(Records)
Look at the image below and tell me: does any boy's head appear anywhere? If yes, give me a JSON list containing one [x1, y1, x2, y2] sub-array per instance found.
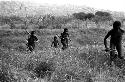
[[64, 28, 68, 32], [54, 36, 57, 39], [113, 21, 121, 29], [31, 31, 35, 35]]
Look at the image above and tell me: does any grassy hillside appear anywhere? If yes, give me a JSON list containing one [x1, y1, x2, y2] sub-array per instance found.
[[0, 28, 125, 82]]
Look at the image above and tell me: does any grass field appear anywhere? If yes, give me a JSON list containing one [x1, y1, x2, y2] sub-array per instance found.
[[0, 28, 125, 82]]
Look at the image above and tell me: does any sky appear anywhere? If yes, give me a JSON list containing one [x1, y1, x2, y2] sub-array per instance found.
[[0, 0, 125, 12]]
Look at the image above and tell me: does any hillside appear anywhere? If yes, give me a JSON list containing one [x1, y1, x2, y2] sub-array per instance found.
[[0, 1, 125, 17]]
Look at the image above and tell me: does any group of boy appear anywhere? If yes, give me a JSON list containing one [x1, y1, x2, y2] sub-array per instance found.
[[27, 21, 125, 66], [27, 28, 69, 52]]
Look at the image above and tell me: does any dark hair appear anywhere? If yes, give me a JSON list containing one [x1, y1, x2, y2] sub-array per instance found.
[[54, 36, 57, 39], [64, 28, 68, 32], [31, 31, 35, 34], [113, 21, 121, 29]]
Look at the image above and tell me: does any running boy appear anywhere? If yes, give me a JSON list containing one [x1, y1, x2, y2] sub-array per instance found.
[[51, 36, 59, 48], [60, 28, 69, 50], [104, 21, 125, 62], [27, 31, 38, 52]]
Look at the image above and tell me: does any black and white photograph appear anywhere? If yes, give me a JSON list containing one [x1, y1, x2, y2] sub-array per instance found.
[[0, 0, 125, 82]]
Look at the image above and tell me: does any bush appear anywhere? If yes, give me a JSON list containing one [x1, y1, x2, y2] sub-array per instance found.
[[34, 62, 54, 78]]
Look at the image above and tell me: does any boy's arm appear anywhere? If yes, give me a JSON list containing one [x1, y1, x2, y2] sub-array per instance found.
[[104, 32, 111, 49], [51, 42, 54, 47]]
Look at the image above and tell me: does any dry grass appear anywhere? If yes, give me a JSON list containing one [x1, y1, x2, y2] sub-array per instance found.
[[0, 29, 125, 82]]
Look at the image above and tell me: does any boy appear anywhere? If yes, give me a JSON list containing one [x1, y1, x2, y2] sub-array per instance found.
[[51, 36, 59, 48], [60, 28, 69, 50], [104, 21, 125, 63], [27, 31, 38, 52]]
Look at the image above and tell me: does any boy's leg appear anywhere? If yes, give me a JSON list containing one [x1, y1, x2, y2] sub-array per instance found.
[[116, 44, 123, 59], [110, 44, 115, 64]]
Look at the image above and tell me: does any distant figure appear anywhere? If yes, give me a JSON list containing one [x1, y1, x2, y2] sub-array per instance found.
[[60, 28, 69, 50], [51, 36, 59, 48], [104, 21, 125, 62], [27, 31, 38, 52]]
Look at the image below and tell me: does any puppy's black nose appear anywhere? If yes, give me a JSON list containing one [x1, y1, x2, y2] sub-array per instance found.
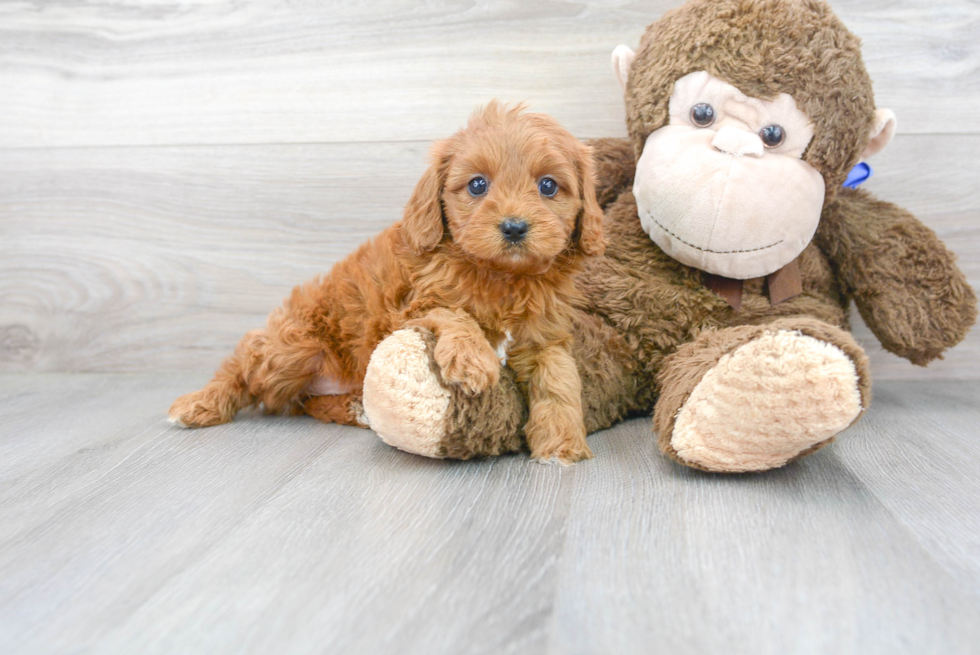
[[500, 218, 527, 243]]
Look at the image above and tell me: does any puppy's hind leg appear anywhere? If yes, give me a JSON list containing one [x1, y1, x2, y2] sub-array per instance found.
[[169, 330, 268, 428], [170, 309, 323, 428]]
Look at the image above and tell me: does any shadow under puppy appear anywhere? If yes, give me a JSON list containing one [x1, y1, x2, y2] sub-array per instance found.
[[170, 101, 604, 463]]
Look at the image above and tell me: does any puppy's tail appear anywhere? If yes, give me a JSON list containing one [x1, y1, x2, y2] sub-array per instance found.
[[169, 312, 322, 428]]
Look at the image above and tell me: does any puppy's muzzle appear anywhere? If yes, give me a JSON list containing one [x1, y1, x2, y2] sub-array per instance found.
[[500, 218, 527, 244]]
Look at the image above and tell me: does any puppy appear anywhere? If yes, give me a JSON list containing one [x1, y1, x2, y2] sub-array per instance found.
[[170, 101, 605, 463]]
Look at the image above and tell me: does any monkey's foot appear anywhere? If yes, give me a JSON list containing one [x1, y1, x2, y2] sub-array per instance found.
[[654, 319, 870, 473], [363, 328, 527, 459]]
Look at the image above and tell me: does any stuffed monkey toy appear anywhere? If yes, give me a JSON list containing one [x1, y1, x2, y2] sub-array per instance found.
[[340, 0, 977, 472]]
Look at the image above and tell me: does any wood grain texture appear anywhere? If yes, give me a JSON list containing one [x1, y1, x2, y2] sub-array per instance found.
[[0, 374, 980, 655], [0, 135, 980, 379], [0, 0, 980, 148]]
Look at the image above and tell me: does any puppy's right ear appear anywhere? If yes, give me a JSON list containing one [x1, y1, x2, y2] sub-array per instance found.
[[401, 139, 452, 255]]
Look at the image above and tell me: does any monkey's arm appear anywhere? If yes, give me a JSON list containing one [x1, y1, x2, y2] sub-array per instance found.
[[815, 189, 977, 366], [585, 139, 636, 209]]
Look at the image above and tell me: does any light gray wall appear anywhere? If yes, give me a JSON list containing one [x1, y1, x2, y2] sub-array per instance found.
[[0, 0, 980, 379]]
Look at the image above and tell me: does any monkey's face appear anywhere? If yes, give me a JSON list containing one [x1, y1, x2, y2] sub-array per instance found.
[[633, 71, 825, 280]]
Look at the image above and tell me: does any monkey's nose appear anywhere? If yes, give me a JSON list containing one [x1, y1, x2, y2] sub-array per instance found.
[[711, 125, 765, 157], [500, 218, 527, 243]]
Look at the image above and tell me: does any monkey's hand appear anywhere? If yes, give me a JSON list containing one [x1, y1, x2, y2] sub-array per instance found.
[[585, 139, 636, 209], [816, 189, 977, 366]]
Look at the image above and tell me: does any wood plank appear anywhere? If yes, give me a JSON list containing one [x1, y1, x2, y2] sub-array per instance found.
[[0, 0, 980, 148], [0, 374, 980, 655], [551, 390, 980, 654], [836, 382, 980, 595], [0, 376, 577, 653], [0, 136, 980, 379]]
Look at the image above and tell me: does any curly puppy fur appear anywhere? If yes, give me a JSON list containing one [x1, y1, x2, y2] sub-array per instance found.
[[170, 102, 605, 463]]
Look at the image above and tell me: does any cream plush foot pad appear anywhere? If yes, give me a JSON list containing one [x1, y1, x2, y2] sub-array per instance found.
[[364, 330, 450, 457], [671, 330, 861, 472]]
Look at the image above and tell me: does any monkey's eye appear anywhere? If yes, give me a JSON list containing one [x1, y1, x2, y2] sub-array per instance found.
[[759, 125, 786, 148], [466, 175, 487, 198], [691, 102, 715, 127]]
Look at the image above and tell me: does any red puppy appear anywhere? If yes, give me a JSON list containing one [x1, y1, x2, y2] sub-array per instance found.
[[170, 102, 604, 463]]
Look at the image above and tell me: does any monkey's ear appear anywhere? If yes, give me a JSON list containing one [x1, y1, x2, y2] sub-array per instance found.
[[861, 109, 897, 159], [578, 146, 606, 255], [401, 139, 452, 255], [613, 45, 636, 91]]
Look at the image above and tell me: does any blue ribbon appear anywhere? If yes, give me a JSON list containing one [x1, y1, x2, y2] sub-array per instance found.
[[844, 162, 874, 189]]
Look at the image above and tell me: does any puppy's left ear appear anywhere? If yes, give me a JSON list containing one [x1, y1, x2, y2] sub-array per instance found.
[[401, 139, 452, 255], [578, 145, 606, 255]]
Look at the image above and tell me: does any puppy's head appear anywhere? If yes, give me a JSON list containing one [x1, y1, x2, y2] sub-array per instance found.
[[402, 101, 604, 273]]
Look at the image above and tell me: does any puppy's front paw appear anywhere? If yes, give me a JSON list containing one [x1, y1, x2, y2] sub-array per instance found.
[[433, 338, 500, 395], [531, 437, 594, 466], [525, 418, 592, 465], [167, 389, 231, 428]]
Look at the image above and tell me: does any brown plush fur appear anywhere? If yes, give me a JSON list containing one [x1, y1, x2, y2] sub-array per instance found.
[[372, 0, 977, 466], [170, 103, 604, 462]]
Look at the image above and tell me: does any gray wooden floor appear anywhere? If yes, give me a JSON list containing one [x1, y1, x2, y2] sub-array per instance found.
[[0, 374, 980, 654]]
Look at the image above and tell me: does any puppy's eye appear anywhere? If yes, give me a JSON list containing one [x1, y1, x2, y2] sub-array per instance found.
[[538, 177, 558, 198], [466, 176, 487, 198], [691, 102, 715, 127], [759, 125, 786, 148]]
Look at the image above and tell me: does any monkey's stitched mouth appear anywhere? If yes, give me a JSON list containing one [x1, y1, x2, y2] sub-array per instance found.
[[647, 214, 785, 255]]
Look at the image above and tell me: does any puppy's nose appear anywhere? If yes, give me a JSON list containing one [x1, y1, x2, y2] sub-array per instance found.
[[500, 218, 527, 243]]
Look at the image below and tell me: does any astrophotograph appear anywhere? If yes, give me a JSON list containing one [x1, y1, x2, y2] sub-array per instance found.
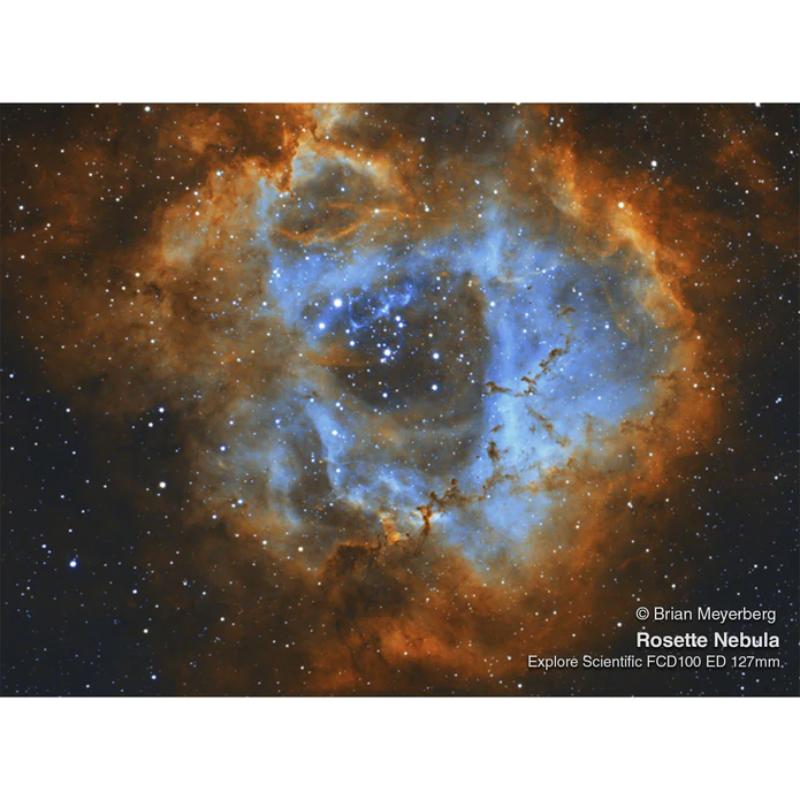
[[0, 102, 800, 698]]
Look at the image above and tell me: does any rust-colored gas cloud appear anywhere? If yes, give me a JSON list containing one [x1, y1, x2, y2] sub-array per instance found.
[[2, 105, 797, 694]]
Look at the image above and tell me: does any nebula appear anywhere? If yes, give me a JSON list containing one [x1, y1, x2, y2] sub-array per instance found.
[[3, 105, 797, 694]]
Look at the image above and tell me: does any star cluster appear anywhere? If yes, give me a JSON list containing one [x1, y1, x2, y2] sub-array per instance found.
[[2, 105, 798, 694]]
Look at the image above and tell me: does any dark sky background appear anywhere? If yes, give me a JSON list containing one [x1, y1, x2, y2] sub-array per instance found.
[[0, 105, 800, 696]]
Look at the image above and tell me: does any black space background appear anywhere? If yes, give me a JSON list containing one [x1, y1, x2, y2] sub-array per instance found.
[[0, 106, 800, 696]]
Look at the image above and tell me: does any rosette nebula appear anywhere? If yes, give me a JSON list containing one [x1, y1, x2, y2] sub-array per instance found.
[[1, 105, 798, 695]]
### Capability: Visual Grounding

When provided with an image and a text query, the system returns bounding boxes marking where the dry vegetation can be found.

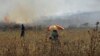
[0,24,100,56]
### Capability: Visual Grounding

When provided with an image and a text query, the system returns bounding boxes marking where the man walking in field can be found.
[20,24,25,37]
[50,30,59,40]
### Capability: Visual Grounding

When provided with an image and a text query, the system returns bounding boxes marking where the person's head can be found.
[53,30,57,32]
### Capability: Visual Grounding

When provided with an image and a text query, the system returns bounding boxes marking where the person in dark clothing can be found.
[21,24,25,37]
[50,30,59,40]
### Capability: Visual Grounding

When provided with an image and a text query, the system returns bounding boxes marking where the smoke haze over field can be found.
[0,0,100,24]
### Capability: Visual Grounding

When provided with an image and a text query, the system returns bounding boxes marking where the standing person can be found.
[20,24,25,37]
[50,30,59,40]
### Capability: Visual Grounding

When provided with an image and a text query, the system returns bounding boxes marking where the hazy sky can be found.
[0,0,100,23]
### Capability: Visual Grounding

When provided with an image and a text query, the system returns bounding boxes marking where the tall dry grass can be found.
[0,24,100,56]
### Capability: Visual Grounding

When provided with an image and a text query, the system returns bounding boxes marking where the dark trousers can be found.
[21,31,25,37]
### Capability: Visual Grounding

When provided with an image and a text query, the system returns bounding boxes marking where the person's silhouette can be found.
[50,30,59,40]
[21,24,25,37]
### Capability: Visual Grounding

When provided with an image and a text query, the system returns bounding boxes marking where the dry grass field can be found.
[0,29,100,56]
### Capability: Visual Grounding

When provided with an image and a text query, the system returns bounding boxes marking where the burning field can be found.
[0,25,100,56]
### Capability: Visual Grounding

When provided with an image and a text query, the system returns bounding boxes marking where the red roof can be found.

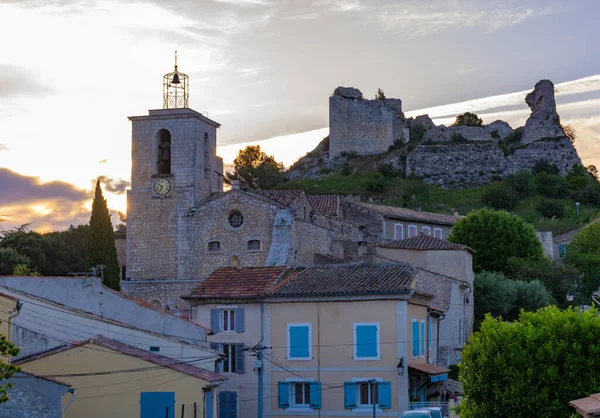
[15,335,227,383]
[185,266,288,299]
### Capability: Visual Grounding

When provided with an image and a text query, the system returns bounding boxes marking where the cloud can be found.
[93,176,131,194]
[0,64,53,98]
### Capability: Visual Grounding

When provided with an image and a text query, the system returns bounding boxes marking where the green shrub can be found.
[506,171,533,197]
[481,184,519,211]
[535,200,565,219]
[534,172,569,199]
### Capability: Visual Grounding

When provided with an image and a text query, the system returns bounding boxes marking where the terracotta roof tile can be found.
[269,263,416,296]
[306,194,340,216]
[186,266,288,299]
[377,233,473,252]
[15,335,227,383]
[352,202,459,226]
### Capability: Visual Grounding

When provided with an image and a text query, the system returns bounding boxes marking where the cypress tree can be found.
[86,180,121,290]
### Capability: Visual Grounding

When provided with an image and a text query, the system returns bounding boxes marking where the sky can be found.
[0,0,600,231]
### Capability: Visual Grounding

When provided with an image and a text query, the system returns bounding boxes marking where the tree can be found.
[0,328,21,403]
[453,112,483,126]
[473,271,552,328]
[565,220,600,301]
[448,209,543,273]
[226,145,285,190]
[375,89,385,100]
[457,306,600,418]
[86,180,121,290]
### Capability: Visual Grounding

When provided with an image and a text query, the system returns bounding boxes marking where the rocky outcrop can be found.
[423,125,492,144]
[521,80,565,144]
[333,86,363,100]
[485,120,514,141]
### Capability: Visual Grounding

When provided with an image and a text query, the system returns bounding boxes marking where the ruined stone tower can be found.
[125,55,223,280]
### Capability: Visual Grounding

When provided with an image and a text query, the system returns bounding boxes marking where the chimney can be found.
[363,242,375,266]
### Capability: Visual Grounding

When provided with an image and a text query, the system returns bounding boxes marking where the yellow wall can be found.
[271,300,407,417]
[23,344,208,418]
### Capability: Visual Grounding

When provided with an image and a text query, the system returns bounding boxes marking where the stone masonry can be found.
[329,87,408,159]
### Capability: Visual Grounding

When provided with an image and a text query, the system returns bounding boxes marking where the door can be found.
[217,392,237,418]
[140,392,175,418]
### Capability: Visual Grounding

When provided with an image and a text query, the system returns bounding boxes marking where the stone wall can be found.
[329,87,407,159]
[0,373,68,418]
[406,137,581,188]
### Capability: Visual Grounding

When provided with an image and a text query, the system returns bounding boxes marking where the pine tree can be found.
[86,180,121,290]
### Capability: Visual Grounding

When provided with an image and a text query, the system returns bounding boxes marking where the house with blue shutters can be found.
[185,263,448,418]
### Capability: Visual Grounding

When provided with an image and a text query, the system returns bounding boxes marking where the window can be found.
[277,378,321,409]
[208,241,221,253]
[157,129,171,174]
[229,210,244,228]
[394,224,404,239]
[427,318,433,351]
[344,378,392,410]
[247,239,260,251]
[558,244,567,257]
[210,307,244,332]
[408,225,417,238]
[412,318,419,358]
[288,323,312,360]
[354,322,381,360]
[421,320,425,357]
[221,344,244,374]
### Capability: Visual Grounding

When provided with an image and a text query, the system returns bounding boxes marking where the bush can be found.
[534,172,569,199]
[457,306,600,418]
[535,200,565,219]
[365,172,387,193]
[506,171,533,197]
[481,184,519,211]
[448,209,543,272]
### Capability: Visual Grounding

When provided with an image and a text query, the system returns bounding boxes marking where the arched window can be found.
[157,129,171,174]
[204,132,210,180]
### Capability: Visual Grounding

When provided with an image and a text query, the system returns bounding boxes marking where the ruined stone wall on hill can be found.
[406,137,581,188]
[329,87,405,159]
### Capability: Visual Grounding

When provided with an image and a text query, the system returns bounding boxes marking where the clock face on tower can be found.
[154,179,171,196]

→ What you will do: Rewrite the stretch of the listing from the line containing "Look at the image above and tell me: does any gray" through the line containing "[[647, 214, 785, 255]]", keeping the requests, and add -108 to every bounding-box coordinate in the answers.

→ Task result:
Look at the image above and tell me: does any gray wooden floor appear anywhere? If yes, give me a JSON list containing one [x1, y1, x2, y2] sub-array per instance found.
[[-108, 266, 872, 546]]
Look at the image above and tell me: does any puppy's eye appear anywhere? If yes, give me a JSON list containing one [x1, y1, x2, y2] sub-array per instance found.
[[430, 69, 450, 90], [358, 68, 379, 90], [583, -6, 607, 19], [651, 17, 678, 40]]
Look at the image above and tell me: does any monkey's stitched mouth appear anywhere? If yes, give me a JSON list containing one [x1, y1, x2, y2] sub-array per instance found.
[[539, 106, 677, 147]]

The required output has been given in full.